Work to do —
Duplicate every item below line for line, omitting the pictures from your reply.

─── Provided material ───

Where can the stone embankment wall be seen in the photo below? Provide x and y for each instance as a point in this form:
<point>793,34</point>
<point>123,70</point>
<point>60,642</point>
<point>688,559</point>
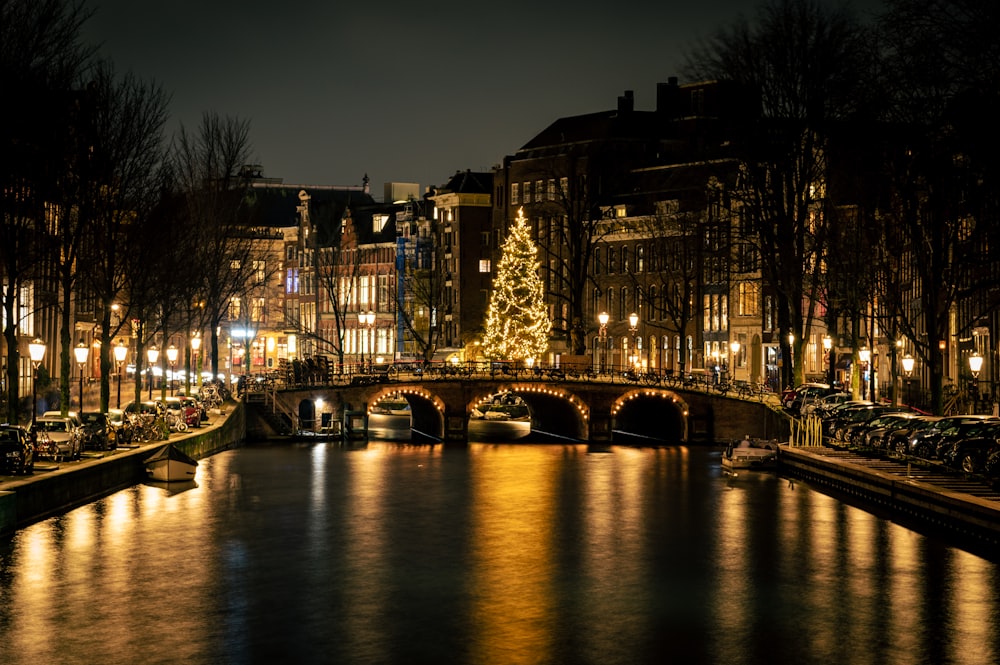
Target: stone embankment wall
<point>48,493</point>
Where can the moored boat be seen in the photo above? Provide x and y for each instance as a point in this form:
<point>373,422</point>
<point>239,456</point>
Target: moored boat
<point>169,464</point>
<point>750,455</point>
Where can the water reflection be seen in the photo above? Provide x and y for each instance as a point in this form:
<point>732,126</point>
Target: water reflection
<point>490,553</point>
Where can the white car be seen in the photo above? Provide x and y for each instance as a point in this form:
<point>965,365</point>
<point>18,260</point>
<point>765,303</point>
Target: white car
<point>59,437</point>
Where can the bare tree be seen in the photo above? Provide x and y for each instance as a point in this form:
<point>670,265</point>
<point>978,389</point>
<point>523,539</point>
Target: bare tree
<point>209,167</point>
<point>41,57</point>
<point>576,191</point>
<point>940,70</point>
<point>802,61</point>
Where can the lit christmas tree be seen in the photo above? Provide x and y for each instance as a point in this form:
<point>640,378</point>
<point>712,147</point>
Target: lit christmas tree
<point>517,324</point>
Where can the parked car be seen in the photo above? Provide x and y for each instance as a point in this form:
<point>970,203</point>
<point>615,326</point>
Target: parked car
<point>187,408</point>
<point>899,440</point>
<point>73,415</point>
<point>17,451</point>
<point>899,424</point>
<point>859,418</point>
<point>59,437</point>
<point>98,433</point>
<point>969,454</point>
<point>859,434</point>
<point>924,444</point>
<point>987,428</point>
<point>794,399</point>
<point>821,405</point>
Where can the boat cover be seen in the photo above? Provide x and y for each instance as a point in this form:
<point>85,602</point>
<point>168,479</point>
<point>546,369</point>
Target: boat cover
<point>168,452</point>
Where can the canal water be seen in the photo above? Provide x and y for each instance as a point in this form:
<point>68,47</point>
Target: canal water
<point>486,554</point>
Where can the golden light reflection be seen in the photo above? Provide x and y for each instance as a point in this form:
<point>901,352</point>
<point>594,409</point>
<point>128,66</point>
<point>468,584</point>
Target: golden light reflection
<point>613,548</point>
<point>732,599</point>
<point>512,567</point>
<point>364,549</point>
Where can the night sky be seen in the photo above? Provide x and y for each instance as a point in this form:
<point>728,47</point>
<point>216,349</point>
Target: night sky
<point>397,90</point>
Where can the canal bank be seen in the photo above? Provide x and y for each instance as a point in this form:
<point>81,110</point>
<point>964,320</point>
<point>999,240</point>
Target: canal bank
<point>24,500</point>
<point>925,501</point>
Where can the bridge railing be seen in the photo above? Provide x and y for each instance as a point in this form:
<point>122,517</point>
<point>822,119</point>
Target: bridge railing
<point>325,374</point>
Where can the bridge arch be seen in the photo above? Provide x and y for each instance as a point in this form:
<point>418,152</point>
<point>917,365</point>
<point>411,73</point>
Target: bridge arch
<point>426,409</point>
<point>554,409</point>
<point>628,420</point>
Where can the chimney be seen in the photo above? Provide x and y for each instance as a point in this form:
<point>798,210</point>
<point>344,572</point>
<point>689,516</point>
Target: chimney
<point>668,97</point>
<point>626,102</point>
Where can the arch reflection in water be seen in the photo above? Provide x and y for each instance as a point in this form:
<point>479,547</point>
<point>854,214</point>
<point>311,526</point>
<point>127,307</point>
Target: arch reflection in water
<point>487,553</point>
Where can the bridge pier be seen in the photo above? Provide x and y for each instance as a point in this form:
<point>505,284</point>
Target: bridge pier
<point>600,428</point>
<point>456,426</point>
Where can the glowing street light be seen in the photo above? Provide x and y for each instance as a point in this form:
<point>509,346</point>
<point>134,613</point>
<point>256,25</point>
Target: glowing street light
<point>36,351</point>
<point>975,364</point>
<point>152,354</point>
<point>366,319</point>
<point>908,370</point>
<point>196,348</point>
<point>172,359</point>
<point>82,351</point>
<point>121,352</point>
<point>865,356</point>
<point>602,336</point>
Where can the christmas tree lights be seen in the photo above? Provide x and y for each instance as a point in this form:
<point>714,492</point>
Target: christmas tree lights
<point>517,323</point>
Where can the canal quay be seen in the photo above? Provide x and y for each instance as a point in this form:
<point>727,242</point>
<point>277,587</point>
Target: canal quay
<point>56,487</point>
<point>924,496</point>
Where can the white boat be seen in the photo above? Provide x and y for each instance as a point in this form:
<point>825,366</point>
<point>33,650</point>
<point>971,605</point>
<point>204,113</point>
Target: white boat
<point>169,464</point>
<point>392,407</point>
<point>750,455</point>
<point>516,412</point>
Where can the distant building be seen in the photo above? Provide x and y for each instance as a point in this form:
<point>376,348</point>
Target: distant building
<point>463,219</point>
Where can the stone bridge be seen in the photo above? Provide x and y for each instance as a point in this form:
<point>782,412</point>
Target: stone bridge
<point>586,411</point>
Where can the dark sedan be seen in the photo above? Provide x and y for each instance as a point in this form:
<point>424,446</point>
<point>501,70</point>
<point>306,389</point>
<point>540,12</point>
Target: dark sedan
<point>17,451</point>
<point>98,432</point>
<point>970,455</point>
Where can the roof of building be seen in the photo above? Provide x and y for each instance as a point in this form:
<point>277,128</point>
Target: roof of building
<point>468,182</point>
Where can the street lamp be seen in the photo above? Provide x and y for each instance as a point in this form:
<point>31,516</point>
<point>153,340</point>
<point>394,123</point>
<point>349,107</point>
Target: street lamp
<point>828,352</point>
<point>172,359</point>
<point>152,353</point>
<point>633,326</point>
<point>602,336</point>
<point>975,364</point>
<point>865,356</point>
<point>366,319</point>
<point>81,352</point>
<point>121,351</point>
<point>196,347</point>
<point>734,346</point>
<point>908,369</point>
<point>36,350</point>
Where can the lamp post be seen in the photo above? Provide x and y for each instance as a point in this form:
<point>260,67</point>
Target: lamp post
<point>82,351</point>
<point>152,353</point>
<point>734,346</point>
<point>865,356</point>
<point>975,364</point>
<point>366,319</point>
<point>121,351</point>
<point>828,352</point>
<point>633,326</point>
<point>172,359</point>
<point>196,348</point>
<point>36,350</point>
<point>602,336</point>
<point>908,370</point>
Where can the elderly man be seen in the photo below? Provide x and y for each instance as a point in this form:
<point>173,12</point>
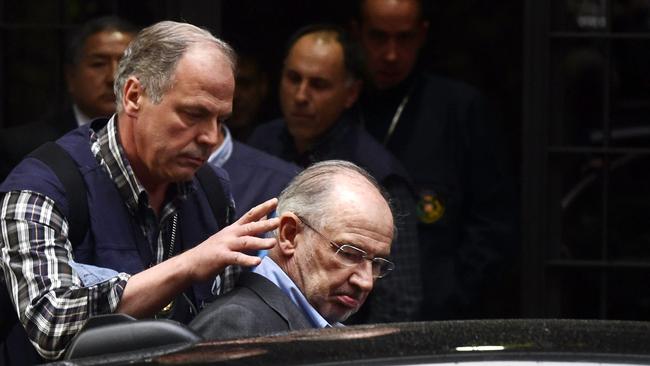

───

Exercise output —
Where can the stone embankment wall be seen in the photo below? Provide x and y for each instance as a point in this form:
<point>793,34</point>
<point>123,70</point>
<point>60,642</point>
<point>688,559</point>
Target: stone embankment wall
<point>48,493</point>
Where can the moored boat be seen in the photo above? Provide x and y for each instance as a point in this form:
<point>373,422</point>
<point>239,456</point>
Target: moored boat
<point>169,464</point>
<point>750,455</point>
Where can the water reflection be seen in the photo above? Provide x and y for each instance as a point in this form:
<point>732,126</point>
Target: water reflection
<point>490,553</point>
Where can the white car be seen in the photo above? Provide x and y for each instance as a point in this form:
<point>965,365</point>
<point>18,260</point>
<point>765,303</point>
Target: white car
<point>59,437</point>
Where can the bare tree be seen in the photo above? Provide x and y for each instance as a point in this form:
<point>670,265</point>
<point>978,389</point>
<point>523,539</point>
Target: bare tree
<point>209,167</point>
<point>41,57</point>
<point>576,191</point>
<point>940,70</point>
<point>802,61</point>
Where can the lit christmas tree be seen in the photo above? Provide x and y for each instance as a point in this form:
<point>640,378</point>
<point>712,147</point>
Target: lit christmas tree
<point>517,324</point>
Where can the parked car be seen in the photo above? Provide x and y for each instance as a point in this form:
<point>970,203</point>
<point>615,326</point>
Target: parked car
<point>187,408</point>
<point>899,440</point>
<point>73,415</point>
<point>17,451</point>
<point>899,424</point>
<point>859,418</point>
<point>59,437</point>
<point>98,433</point>
<point>969,454</point>
<point>859,434</point>
<point>924,444</point>
<point>987,428</point>
<point>794,399</point>
<point>821,405</point>
Where can the boat cover be seen in the photo above? Provide x and y for each instance as a point in this form:
<point>85,602</point>
<point>168,479</point>
<point>546,369</point>
Target: boat cover
<point>168,452</point>
Where can the canal water be seen in the photo above? Provide x and y for each instance as a point in this form:
<point>68,47</point>
Target: canal water
<point>486,554</point>
Where can the golden light reflection be seen in the photo above? Provide x and y for each instance as a point in this form:
<point>901,352</point>
<point>594,409</point>
<point>128,66</point>
<point>468,584</point>
Target: golden light reflection
<point>613,548</point>
<point>732,599</point>
<point>512,567</point>
<point>364,549</point>
Where can the night sky be seen in the photo above? Provide x and y for each instance as a point in this form:
<point>728,47</point>
<point>216,349</point>
Target: night sky
<point>397,90</point>
Where can the canal bank be seen in the photo above? Provide x and y for each instance as a point in this form:
<point>81,110</point>
<point>964,320</point>
<point>999,240</point>
Target: canal bank
<point>24,500</point>
<point>925,501</point>
Where can the bridge railing be seen in the photo above? Provide x and y for each instance as a point in this form:
<point>122,517</point>
<point>822,119</point>
Target: bridge railing
<point>325,374</point>
Where can the bridge arch be seen in the photo above? Provide x and y for each instance as a point in this form:
<point>418,152</point>
<point>917,365</point>
<point>411,73</point>
Target: bridge arch
<point>426,409</point>
<point>554,409</point>
<point>628,420</point>
Where can the chimney be seen in the photo above? Provide x and y for each instance as a point in this form:
<point>798,210</point>
<point>344,572</point>
<point>689,516</point>
Target: chimney
<point>668,97</point>
<point>626,102</point>
Where can the arch reflection in water be seen in the photo above? Provide x and y for each instance as a point in this form:
<point>479,547</point>
<point>854,214</point>
<point>311,526</point>
<point>127,307</point>
Target: arch reflection in water
<point>487,553</point>
Where can the bridge pier be seen in the photo above? Provide x and y for each instance as a point in this form:
<point>505,284</point>
Target: bridge pier
<point>600,428</point>
<point>456,426</point>
Where can the glowing street light be seen in the photo above? Provide x and y for each instance as a point in this form:
<point>509,346</point>
<point>134,613</point>
<point>256,25</point>
Target: glowing street light
<point>36,351</point>
<point>975,364</point>
<point>152,354</point>
<point>366,319</point>
<point>908,370</point>
<point>196,348</point>
<point>172,359</point>
<point>82,351</point>
<point>121,352</point>
<point>865,356</point>
<point>602,336</point>
Where can the christmas tree lights be seen in the photo above? Provide x and y for each instance as a point in this form:
<point>714,492</point>
Target: christmas tree lights
<point>517,323</point>
Where can the canal quay be seen in the photo above? Provide x and y for each instance as a point in this form:
<point>727,242</point>
<point>277,587</point>
Target: canal quay
<point>56,487</point>
<point>924,496</point>
Where can the white boat be seen in the photo above? Provide x and y for each instance as a point in this form:
<point>825,366</point>
<point>33,650</point>
<point>971,605</point>
<point>204,113</point>
Target: white boat
<point>169,464</point>
<point>392,407</point>
<point>750,455</point>
<point>516,412</point>
Where can the distant building be seen in the photo above? Provide x and y for each instance as a point in this form:
<point>376,348</point>
Target: distant building
<point>463,219</point>
Where can the stone bridge be seen in the photo above? Provide x and y for each instance as a point in this form:
<point>782,412</point>
Target: stone bridge
<point>586,411</point>
Where can the dark sedan be seen in the photo above? Provide x and y for each instance as a point in this form:
<point>424,446</point>
<point>501,70</point>
<point>306,389</point>
<point>540,12</point>
Target: dark sedan
<point>17,451</point>
<point>98,432</point>
<point>970,455</point>
Where can the roof of building be seen in the photo above? Provide x and y for each instance as a point in this form:
<point>277,128</point>
Target: roof of building
<point>468,182</point>
Where can the street lamp be seen in the photo above? Provide x and y for each instance as a point in this form:
<point>31,516</point>
<point>153,340</point>
<point>394,123</point>
<point>349,107</point>
Target: street lamp
<point>828,352</point>
<point>172,359</point>
<point>152,353</point>
<point>633,326</point>
<point>602,336</point>
<point>975,364</point>
<point>865,356</point>
<point>366,319</point>
<point>81,352</point>
<point>121,351</point>
<point>196,347</point>
<point>734,346</point>
<point>908,369</point>
<point>36,350</point>
Where can the lamp post be seen in the photo above? Provide x and y for each instance as a point in this form:
<point>260,67</point>
Target: lamp post
<point>82,351</point>
<point>152,353</point>
<point>734,346</point>
<point>865,356</point>
<point>975,364</point>
<point>366,319</point>
<point>121,351</point>
<point>828,352</point>
<point>633,326</point>
<point>172,359</point>
<point>196,348</point>
<point>36,350</point>
<point>602,336</point>
<point>908,370</point>
Where can the elderly man be seen in the photo below? Provide x and y for each instance as a point in this form:
<point>173,12</point>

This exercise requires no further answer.